**INSTRUCTION 1**
In the passage on Colombia's asset disclosures below, reproduce word for word everything from "In Colombia, it" down to "process be ensured.".

**PASSAGE TO READ**
In Colombia, it could be considered if the Inspector General (PGN) could be granted the mandate to oversee the verification and audit process of the financial and interest disclosure system. This would need to be accompanied by the development of the necessary technological, financial and human resources in the entity. Most importantly, to effectively audit the submitted information, the PGN would need to be able to access information of the Offices of Public Registry, the DAFP, the National Tax and Customs Office (Dirección de Impuestos y Aduanas Nacionales de Colombia, or DIAN), the Financial Intelligence Unit (Unidad de Información y Análisis Financiero, or UIAF), Superintendencies, and financial and social security entities. Only by authorising the PGN to cross-check and analyse information could an effective verification and audit process be ensured.

Such a shift of the authority to audit the declarations would require a normative change concerning the reserved nature of financial information and its regular use by a controlling body such as the PGN. Currently, the information provided in the disclosures is reserved information according to Law 1266 of 2008, Law 1581 of 2012, Law 1712 of 2014, and Law 1755 of 2015. This means that the information can only be accessed in the context of a judicial, fiscal or disciplinary proceedings or when the holder of the information authorises the access, as it has been the case for the recent voluntary publication of financial and interest disclosures by the ministers and directors of administrative departments. Therefore, in the long-term, if an auditing of the asset declaration is desired, a statutory legal change would be necessary, either by passing a new law or by modifying the anti-corruption statute (Law 1474 of 2011), which would enable the PGN to access the data submitted in the financial and interest disclosures. In addition, technological solutions would need to be sought ought to exchange information, not only between the PGN and the DAFP, but also with other entities and databases.

In the short-term, the PGN could convene regular meetings between the UIAF, the Prosecutor General (Fiscalía General de la Nación, FGN) and Comptroller General (CGR) according to the principle of harmonious collaboration between the state organs as stipulated in article 113 of the Colombian Constitution. In these meetings, according to a memorandum of understanding or joint directive, the UIAF could exchange a list of public officials for which suspicious operations have been detected with the Prosecutor General, the PGN and the CGR to verify whether the public official illegally increased his wealth according to Article 48 of Law 734 of 2002. This would allow the PGN to access the information stored in the SIGEP without changing the law. In addition, this information could be used to identify at-risk positions which should be obliged to present their financial and interest declarations. However, this maintains the current reactive nature and does not allow the regular use of the information for analytical or preventive purposes.

**DATA SHOWN**
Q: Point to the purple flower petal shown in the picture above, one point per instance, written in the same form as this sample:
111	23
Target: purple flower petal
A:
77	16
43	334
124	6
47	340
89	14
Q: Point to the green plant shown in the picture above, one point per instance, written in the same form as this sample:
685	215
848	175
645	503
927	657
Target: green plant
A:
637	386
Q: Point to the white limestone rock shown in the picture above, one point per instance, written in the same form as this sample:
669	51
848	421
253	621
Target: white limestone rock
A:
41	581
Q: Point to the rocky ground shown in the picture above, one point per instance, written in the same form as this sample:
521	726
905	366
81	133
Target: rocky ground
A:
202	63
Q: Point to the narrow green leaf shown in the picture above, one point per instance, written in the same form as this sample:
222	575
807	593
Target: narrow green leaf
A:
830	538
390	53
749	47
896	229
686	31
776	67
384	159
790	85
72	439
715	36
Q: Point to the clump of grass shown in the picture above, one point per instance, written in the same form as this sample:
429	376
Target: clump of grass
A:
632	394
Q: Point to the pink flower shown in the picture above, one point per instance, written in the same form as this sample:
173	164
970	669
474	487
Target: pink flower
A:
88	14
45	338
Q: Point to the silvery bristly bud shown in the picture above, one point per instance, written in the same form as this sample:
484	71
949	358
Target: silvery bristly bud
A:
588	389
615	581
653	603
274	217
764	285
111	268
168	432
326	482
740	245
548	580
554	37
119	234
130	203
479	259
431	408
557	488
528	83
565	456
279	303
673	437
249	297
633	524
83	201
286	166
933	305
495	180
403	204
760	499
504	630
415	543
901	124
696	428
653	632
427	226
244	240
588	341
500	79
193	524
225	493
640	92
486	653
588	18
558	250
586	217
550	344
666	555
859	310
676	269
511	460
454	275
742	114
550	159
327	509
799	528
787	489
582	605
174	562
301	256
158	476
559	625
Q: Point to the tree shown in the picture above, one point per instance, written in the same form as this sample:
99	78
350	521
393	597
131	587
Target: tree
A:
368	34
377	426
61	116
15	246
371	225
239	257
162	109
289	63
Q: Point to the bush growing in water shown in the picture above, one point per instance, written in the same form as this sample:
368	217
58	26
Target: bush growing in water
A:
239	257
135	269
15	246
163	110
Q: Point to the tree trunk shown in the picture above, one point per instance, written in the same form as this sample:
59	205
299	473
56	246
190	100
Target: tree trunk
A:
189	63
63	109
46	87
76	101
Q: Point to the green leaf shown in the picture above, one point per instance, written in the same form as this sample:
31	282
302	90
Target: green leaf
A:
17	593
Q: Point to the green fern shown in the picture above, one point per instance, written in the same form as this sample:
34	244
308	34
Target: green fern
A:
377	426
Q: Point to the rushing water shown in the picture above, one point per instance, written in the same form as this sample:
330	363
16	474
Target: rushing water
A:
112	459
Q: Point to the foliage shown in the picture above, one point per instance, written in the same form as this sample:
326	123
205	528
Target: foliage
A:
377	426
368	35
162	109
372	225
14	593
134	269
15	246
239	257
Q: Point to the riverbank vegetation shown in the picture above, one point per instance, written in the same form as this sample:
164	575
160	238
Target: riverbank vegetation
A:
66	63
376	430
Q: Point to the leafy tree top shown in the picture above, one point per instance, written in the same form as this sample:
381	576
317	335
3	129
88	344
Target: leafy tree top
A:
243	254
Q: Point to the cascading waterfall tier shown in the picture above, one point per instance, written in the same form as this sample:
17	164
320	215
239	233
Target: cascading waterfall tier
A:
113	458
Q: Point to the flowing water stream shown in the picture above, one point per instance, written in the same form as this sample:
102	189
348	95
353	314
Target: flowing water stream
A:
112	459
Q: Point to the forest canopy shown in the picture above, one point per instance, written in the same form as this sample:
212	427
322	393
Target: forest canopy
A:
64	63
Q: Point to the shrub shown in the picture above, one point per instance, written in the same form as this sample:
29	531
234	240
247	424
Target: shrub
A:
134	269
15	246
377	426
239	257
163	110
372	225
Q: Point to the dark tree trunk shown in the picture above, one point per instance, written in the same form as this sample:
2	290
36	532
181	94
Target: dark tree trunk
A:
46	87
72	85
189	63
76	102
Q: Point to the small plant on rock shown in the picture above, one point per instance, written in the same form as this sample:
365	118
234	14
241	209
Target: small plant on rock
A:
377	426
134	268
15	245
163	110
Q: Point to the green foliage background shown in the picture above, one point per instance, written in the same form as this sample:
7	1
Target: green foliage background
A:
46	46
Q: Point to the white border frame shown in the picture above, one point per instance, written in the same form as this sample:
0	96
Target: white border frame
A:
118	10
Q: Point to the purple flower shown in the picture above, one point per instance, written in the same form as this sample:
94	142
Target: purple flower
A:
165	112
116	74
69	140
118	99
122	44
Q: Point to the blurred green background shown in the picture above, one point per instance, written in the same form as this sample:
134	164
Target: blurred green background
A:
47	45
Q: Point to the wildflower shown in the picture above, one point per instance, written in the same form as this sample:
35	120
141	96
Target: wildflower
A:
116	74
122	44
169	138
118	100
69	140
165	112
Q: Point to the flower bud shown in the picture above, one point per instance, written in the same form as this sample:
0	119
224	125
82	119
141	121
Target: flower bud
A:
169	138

**INSTRUCTION 2**
Report every line of the records above that holds the string "wildflower", matching case.

**EXERCISE SOLUTION 1**
In Colombia, it could be considered if the Inspector General (PGN) could be granted the mandate to oversee the verification and audit process of the financial and interest disclosure system. This would need to be accompanied by the development of the necessary technological, financial and human resources in the entity. Most importantly, to effectively audit the submitted information, the PGN would need to be able to access information of the Offices of Public Registry, the DAFP, the National Tax and Customs Office (Dirección de Impuestos y Aduanas Nacionales de Colombia, or DIAN), the Financial Intelligence Unit (Unidad de Información y Análisis Financiero, or UIAF), Superintendencies, and financial and social security entities. Only by authorising the PGN to cross-check and analyse information could an effective verification and audit process be ensured.

**EXERCISE SOLUTION 2**
Q: Point to the wildflower shown in the picture above, one point per instance, written in the same form as this sample:
Target: wildflower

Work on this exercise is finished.